Copy the transcript below about AI and layoffs in full, word for word.

### EXCERPT
★ ★ ★ ★

Well, it could be like how how you know, uh, how AI can support women in menopause?

SPEAKER_01

But that wasn't even there, that would have been something I would have been excited about. And I think there is this uh I there's a interesting dynamic around the conversation, and then at the same time, to your point, the 40% of our population like where is the expectation of any level of loyalty to a workplace now? It's there's no zero in the news.

SPEAKER_00

Snap just announced they're laying off people because of AI. Like again, you're you're a CEO. I it's just it's it's so frustrating to me because there, you know, and and again, this is and and I and I understand the there's short-term thinking in here, and that's because the structure of the way everyone is incentivized these days, especially if you're a public company, is short-term gains. So Snap lays off people, stock pops, they win, right? The the executives win, whoever has stock ownership there wins, the CEO wins, the board wins, whatever. But at the end of the day, and I have another cartoon that's coming out, or I think maybe I posted it. No, I did post it recently, was this is a two-sided marketplace. So when you fire all the people, by the way, all these agents that you're creating, and there's so much like, hey, I've eliminated my entire you know, group of employees, and now I have AI agents that support me, and it's like, okay, great. None of those agents consume, they do not buy shit. And so now in the long term, if no one's buying shit because no one's working, and I'm like beating this drum. I'm like, stop glorifying this, stop glory. Like, listen, I get it. You want to reduce headcount, um, and it's a business objective.

★ ★ ★ ★

### INFORMATION PROVIDED
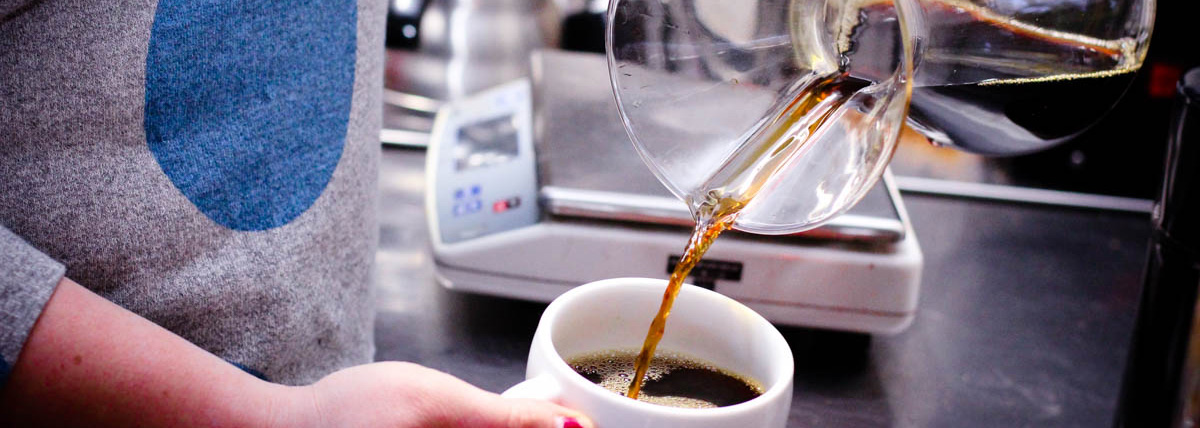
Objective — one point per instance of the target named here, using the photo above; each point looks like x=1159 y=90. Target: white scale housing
x=534 y=188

★ ★ ★ ★

### RESULT OF THE TASK
Well, it could be like how how you know, uh, how AI can support women in menopause?

SPEAKER_01

But that wasn't even there, that would have been something I would have been excited about. And I think there is this uh I there's a interesting dynamic around the conversation, and then at the same time, to your point, the 40% of our population like where is the expectation of any level of loyalty to a workplace now? It's there's no zero in the news.

SPEAKER_00

Snap just announced they're laying off people because of AI. Like again, you're you're a CEO. I it's just it's it's so frustrating to me because there, you know, and and again, this is and and I and I understand the there's short-term thinking in here, and that's because the structure of the way everyone is incentivized these days, especially if you're a public company, is short-term gains. So Snap lays off people, stock pops, they win, right? The the executives win, whoever has stock ownership there wins, the CEO wins, the board wins, whatever. But at the end of the day, and I have another cartoon that's coming out, or I think maybe I posted it. No, I did post it recently, was this is a two-sided marketplace. So when you fire all the people, by the way, all these agents that you're creating, and there's so much like, hey, I've eliminated my entire you know, group of employees, and now I have AI agents that support me, and it's like, okay, great. None of those agents consume, they do not buy shit. And so now in the long term, if no one's buying shit because no one's working, and I'm like beating this drum. I'm like, stop glorifying this, stop glory. Like, listen, I get it. You want to reduce headcount, um, and it's a business objective.